== Given passage ==
──────────────────────────────

The Stanwood Miracle
With all 12 valves in place, I spent another few hours bolting the cylinder head, intake and exhaust manifold, and exhaust pipe back on. I put the head bolts in dry (this, I’d later learn, was a mistake), but lathered the intake and exhaust manifold with brown sealant to make up for the pitting that I worried would create a leak and prevent the machine from running properly.
But the manifolds were the least of my worries. I was concerned that, as much time as I’d spent lapping those valves, it hadn’t been enough. Or that the piston rings were indeed worn or broken. Or that there was a microcrack in the cylinder head.
To see if all my work had helped at all, I ran a compression test. This was it. The moment of truth. Whether the engine would ever run would be answered right here, right now. I threaded the tool into the first spark plug hole, and jumped the starter motor with some cables hooked to a 12-volt battery. The engine spun up quickly, the piston squished the air, the valves tried their hardest to hold air in the combustion chamber. But it wasn’t enough.
Forty to 50 PSI. My engine was supposed to make 125. A decent engine can run on 90 PSI. A worn-out engine can put along on 60 PSI. But 40/50 PSI? That was trash. This engine would not run. It was time to put down the wrenches.
But I couldn’t.
Logic told me that, per the numbers, this engine could not run. And if it did, it would make no power. “That’s basic science, and David, you’re an engineer. You know it’s over.” But hope once again fought back as it always has. “Maybe those valve seats just need to wear in?” hope responded, “Maybe your starter wasn’t cranking hard enough due to a low battery?” Logic knew there was no use. He jumped down from my left shoulder, leaving hope as the still-undefeated victor.

──────────────────────────────

Location annotation dataset excerpts:
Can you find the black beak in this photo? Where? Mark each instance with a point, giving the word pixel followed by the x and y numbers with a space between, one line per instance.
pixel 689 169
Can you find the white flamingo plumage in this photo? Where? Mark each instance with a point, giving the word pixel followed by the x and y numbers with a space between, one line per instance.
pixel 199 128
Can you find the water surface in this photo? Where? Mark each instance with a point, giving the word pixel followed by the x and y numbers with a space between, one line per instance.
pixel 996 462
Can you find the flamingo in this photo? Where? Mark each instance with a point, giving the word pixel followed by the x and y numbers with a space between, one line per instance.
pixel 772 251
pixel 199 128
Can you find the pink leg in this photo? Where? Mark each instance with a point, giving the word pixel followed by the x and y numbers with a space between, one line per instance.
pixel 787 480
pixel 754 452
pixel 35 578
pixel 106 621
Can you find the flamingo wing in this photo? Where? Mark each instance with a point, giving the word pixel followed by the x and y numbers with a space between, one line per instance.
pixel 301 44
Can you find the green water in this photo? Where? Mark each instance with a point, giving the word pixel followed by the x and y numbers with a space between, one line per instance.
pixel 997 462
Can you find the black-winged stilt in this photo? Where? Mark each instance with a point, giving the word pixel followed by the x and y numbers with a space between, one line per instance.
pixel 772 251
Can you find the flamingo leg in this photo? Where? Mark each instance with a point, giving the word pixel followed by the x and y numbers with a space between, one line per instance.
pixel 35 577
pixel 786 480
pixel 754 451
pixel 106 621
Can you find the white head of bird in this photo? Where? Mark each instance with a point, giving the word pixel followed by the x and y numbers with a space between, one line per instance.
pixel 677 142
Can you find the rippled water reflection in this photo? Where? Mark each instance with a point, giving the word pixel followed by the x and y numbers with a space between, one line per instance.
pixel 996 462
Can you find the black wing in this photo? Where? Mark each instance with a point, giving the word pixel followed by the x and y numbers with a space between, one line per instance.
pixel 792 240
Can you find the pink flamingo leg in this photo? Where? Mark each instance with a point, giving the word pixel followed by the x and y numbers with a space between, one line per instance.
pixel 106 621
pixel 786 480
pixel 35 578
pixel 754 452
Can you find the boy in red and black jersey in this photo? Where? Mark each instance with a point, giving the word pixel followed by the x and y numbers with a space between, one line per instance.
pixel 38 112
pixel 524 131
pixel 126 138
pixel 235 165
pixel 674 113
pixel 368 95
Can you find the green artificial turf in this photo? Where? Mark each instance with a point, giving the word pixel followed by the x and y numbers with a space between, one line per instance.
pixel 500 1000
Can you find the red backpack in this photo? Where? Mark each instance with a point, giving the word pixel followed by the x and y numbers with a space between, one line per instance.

──────────────────────────────

== Problem requirements ==
Write the next part of the engine repair story, picking up after its final sentence. The data has no connection to the engine repair story.

== Response ==
So I installed the distributor, figured out how to wire up the ignition system with new points and a new condenser, bolted the carburetor in place, and then got ready to see if there would be even a hint of life from this motor.
Tom joined me for this part. He’d bought me this Jeep, stored it on his property for over six months, and pushed it into the garage. He’d been feeding me and lending me a wrenching hand when I needed one for nearly two weeks. He wasn’t going to miss a chance to see if this machine would at least fire on one or two cylinders.
After threading in spark plugs, hooking up the wires, and troubleshooting some ignition issues, Tom sprayed some starting fluid into the carburetor. I turned the key to crank the motor. The engine spun and spun and spun, but nothing happened. It seemed we had spark, fuel, and air. But apparently, we didn’t have compression.
How disappointing.
“Hmm, maybe the choke is blocking the airflow,” I said, still grasping onto a tiny strand of hope. I shoved a wrench down the carb to hold the choke plate open, and cranked the motor. “POP! POP!” I heard.
I turned to Tom, whose eyes met mine as we both cocked our heads with a look that said: “Maybe?”
Tom sprayed a bit more go-juice into the carb. I turned the key. “POP! POP! POP! POP!… POP! POP!” Holy crap, it ran a little. It was only a second or two, but it was more than nothing! Tom guessed it was about four of the six cylinders that had fired. Not bad.
We poured some gas down the carb to get it to pop off a bit longer, and we even got it to rev a bit, but again, just for a few seconds, and on who knows how few cylinders. Given what I knew about the inside fo that engine, I kept my hopes low.
We needed to get the Continental flathead-six a steady supply of fuel, and since the old fuel pump was toast and far too expensive to replace, I decided to take advantage of gravity. Tom had a blue radiator overflow reservoir for a Ford Mustang sitting around. We filled that with a quart or so of gas, tied it to the Jeep’s rearview mirror (which amazingly didn’t fall off), and sent a hose from the dangling tank directly into the carburetor.
Fluid flowed from the tank and filled the carburetor’s bowl. “Ready?” I asked Tom. When he responded with a “yep,” I turned the key, but nothing happened. I pressed the carburetor’s throttle linkage by hand a few times and listened as the accelerator pump squirted gas into the engine. Then I turned the key again.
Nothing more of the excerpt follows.